WORK INSTRUCTIONS: Since only part of the records is wanted, repeat exactly the lines from the one containing "Each <instance> block" through the last line, both included.

EXCERPTED RECORDS:
*** Begin section ***

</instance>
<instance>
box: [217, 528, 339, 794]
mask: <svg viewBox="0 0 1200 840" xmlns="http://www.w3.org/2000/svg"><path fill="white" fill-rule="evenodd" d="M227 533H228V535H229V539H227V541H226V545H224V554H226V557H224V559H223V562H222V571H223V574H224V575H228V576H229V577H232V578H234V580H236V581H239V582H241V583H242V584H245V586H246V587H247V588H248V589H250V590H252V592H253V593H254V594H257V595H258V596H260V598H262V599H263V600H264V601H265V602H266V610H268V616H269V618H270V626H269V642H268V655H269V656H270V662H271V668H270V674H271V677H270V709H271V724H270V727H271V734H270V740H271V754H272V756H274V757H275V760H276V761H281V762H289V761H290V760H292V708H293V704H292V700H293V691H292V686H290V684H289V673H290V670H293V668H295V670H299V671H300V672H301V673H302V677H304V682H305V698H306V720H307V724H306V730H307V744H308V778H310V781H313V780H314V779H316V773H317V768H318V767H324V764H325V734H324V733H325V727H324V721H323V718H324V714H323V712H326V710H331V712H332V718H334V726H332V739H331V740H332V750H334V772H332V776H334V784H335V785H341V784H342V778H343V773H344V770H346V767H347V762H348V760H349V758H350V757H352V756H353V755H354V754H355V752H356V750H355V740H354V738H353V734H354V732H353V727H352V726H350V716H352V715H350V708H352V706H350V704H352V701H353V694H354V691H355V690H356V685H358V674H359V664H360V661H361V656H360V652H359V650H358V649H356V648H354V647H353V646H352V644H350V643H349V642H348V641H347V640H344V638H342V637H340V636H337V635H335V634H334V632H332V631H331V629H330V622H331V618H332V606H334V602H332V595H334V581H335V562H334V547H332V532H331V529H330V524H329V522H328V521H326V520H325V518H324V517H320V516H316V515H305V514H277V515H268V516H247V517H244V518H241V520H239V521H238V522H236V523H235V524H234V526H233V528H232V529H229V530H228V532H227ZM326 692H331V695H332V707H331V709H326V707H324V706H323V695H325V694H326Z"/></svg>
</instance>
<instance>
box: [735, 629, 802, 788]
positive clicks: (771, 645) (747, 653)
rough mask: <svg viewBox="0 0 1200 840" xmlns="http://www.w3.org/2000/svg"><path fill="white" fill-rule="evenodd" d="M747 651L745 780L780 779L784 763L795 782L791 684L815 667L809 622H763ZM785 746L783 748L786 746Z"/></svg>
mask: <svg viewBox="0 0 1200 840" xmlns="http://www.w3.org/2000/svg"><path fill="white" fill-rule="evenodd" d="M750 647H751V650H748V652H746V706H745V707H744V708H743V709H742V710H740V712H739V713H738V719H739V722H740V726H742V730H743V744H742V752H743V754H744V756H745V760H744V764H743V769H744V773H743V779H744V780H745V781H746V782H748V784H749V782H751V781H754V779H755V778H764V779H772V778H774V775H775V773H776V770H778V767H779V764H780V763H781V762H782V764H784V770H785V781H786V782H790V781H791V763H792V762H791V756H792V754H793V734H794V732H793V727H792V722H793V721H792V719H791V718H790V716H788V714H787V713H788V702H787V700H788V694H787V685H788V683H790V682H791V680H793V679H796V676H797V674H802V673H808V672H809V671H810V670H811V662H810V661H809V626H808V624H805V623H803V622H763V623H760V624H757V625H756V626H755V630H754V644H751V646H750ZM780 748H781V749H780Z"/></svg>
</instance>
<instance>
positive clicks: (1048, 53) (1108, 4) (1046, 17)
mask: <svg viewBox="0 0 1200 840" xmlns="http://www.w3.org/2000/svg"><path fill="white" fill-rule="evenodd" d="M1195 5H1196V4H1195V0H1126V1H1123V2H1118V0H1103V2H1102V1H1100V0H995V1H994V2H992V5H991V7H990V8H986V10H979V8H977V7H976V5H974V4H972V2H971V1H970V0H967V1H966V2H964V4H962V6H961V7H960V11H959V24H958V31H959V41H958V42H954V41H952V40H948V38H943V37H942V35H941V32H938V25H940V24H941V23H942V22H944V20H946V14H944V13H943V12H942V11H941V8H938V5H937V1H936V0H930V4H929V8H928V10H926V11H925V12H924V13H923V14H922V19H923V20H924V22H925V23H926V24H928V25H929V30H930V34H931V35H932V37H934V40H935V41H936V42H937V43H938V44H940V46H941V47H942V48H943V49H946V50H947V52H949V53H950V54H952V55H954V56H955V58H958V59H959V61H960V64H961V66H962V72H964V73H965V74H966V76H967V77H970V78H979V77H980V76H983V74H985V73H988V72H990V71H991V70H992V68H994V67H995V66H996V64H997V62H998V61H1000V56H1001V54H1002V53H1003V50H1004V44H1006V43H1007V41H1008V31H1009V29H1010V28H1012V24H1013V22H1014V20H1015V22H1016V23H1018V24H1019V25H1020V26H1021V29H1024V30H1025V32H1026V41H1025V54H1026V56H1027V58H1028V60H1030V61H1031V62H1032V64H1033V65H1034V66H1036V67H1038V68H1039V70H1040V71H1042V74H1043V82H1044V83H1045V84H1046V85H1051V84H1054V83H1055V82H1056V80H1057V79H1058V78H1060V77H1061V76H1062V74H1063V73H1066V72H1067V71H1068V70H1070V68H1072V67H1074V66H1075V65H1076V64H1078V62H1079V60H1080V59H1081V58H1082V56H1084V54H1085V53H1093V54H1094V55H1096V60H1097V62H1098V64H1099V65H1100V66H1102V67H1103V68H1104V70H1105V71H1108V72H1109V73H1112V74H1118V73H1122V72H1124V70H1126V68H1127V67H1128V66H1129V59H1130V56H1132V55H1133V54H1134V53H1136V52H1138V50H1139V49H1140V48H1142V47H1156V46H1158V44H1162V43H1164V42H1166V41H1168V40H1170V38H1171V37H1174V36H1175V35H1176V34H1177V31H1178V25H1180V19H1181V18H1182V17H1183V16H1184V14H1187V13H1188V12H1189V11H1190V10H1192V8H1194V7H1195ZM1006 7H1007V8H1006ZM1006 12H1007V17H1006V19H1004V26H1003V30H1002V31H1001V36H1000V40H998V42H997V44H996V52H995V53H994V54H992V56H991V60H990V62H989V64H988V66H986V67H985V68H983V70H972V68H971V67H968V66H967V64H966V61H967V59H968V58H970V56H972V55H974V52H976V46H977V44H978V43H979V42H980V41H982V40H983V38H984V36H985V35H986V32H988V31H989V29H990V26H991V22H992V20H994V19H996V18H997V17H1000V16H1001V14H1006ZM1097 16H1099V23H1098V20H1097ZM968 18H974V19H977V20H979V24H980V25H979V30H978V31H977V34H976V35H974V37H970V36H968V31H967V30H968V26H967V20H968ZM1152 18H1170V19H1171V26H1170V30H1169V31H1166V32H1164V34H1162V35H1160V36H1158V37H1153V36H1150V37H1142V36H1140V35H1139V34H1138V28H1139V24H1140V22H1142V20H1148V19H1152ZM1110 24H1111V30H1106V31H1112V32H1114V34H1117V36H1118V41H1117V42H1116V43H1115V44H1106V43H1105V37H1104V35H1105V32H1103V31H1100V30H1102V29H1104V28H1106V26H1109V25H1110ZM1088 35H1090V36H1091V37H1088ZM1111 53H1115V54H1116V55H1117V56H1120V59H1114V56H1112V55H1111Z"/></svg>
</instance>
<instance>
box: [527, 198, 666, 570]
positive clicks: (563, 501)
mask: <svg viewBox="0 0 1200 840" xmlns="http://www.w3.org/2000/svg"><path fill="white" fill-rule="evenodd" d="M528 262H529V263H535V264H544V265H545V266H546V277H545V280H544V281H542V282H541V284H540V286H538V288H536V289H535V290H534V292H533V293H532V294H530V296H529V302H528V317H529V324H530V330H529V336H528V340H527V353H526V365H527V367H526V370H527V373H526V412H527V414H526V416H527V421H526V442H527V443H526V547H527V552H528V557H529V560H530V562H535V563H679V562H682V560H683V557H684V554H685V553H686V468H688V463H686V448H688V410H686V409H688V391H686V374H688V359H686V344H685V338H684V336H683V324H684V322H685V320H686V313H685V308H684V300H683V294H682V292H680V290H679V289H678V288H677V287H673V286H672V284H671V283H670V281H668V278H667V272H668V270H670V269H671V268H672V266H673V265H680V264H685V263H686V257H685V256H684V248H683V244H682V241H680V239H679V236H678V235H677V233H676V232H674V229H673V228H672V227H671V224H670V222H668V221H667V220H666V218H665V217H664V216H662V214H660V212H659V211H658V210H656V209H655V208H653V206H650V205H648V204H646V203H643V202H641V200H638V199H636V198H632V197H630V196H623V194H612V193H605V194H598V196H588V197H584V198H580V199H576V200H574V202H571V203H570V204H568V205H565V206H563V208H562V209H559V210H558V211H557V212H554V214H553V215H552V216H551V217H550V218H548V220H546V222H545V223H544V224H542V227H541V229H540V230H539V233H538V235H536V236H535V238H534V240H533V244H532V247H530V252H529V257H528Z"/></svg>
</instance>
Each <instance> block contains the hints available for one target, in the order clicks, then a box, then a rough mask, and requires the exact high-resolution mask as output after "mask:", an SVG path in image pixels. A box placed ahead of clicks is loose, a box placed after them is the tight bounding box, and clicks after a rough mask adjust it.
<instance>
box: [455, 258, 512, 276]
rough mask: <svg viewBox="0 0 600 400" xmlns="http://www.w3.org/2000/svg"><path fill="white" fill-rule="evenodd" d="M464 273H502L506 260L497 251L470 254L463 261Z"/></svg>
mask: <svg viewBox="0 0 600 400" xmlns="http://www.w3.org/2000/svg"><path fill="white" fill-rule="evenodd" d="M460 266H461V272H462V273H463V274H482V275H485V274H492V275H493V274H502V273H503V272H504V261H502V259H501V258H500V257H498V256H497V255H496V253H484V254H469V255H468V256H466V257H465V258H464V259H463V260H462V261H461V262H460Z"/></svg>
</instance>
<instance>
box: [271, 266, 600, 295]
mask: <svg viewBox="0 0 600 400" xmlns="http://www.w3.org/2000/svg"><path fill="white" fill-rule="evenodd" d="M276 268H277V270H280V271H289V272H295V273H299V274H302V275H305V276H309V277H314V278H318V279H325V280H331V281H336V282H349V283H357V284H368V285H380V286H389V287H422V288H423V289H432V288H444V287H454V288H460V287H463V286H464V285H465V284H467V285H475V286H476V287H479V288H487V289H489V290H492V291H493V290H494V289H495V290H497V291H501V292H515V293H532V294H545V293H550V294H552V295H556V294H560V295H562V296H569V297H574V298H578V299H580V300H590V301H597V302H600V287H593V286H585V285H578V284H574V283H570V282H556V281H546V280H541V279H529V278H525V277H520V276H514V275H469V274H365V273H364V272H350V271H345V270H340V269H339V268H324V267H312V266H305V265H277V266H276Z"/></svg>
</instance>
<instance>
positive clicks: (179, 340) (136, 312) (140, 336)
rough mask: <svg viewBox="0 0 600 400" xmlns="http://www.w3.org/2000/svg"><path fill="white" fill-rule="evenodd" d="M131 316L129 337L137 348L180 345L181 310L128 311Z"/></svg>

*** End section ***

SOLUTION BELOW:
Each <instance> block contains the hints available for one target, in the order clicks, then a box, then a rough mask, and requires the exact high-resolution mask as output after "mask:", an SVG path in image pixels. A box placed ahead of clicks is loose, a box placed after them is the tight bounding box, and clicks after a rough mask adjust it.
<instance>
box: [455, 258, 512, 276]
rough mask: <svg viewBox="0 0 600 400" xmlns="http://www.w3.org/2000/svg"><path fill="white" fill-rule="evenodd" d="M464 273H502L506 260L497 251L470 254L463 261Z"/></svg>
mask: <svg viewBox="0 0 600 400" xmlns="http://www.w3.org/2000/svg"><path fill="white" fill-rule="evenodd" d="M460 266H461V272H462V273H463V274H482V275H485V274H492V275H493V274H502V273H503V272H504V261H502V259H501V258H500V257H498V256H497V255H496V253H484V254H469V255H468V256H466V257H465V258H464V259H463V260H462V261H461V262H460Z"/></svg>
</instance>
<instance>
box: [271, 266, 600, 295]
mask: <svg viewBox="0 0 600 400" xmlns="http://www.w3.org/2000/svg"><path fill="white" fill-rule="evenodd" d="M276 268H277V270H280V271H289V272H295V273H299V274H302V275H305V276H309V277H314V278H318V279H325V280H331V281H336V282H349V283H357V284H368V285H380V286H389V287H422V288H423V289H432V288H444V287H454V288H460V287H463V286H464V285H465V284H467V285H475V286H476V287H479V288H487V289H489V290H492V291H493V290H494V289H495V290H497V291H501V292H515V293H532V294H545V293H550V294H552V295H556V294H560V295H562V296H569V297H574V298H578V299H580V300H590V301H597V302H600V287H593V286H585V285H578V284H574V283H570V282H556V281H546V280H541V279H529V278H525V277H520V276H514V275H469V274H365V273H364V272H350V271H345V270H340V269H339V268H324V267H312V266H305V265H277V266H276Z"/></svg>
</instance>
<instance>
positive clicks: (179, 340) (136, 312) (140, 336)
rough mask: <svg viewBox="0 0 600 400" xmlns="http://www.w3.org/2000/svg"><path fill="white" fill-rule="evenodd" d="M131 316L129 337L137 348L180 345L181 310L128 311Z"/></svg>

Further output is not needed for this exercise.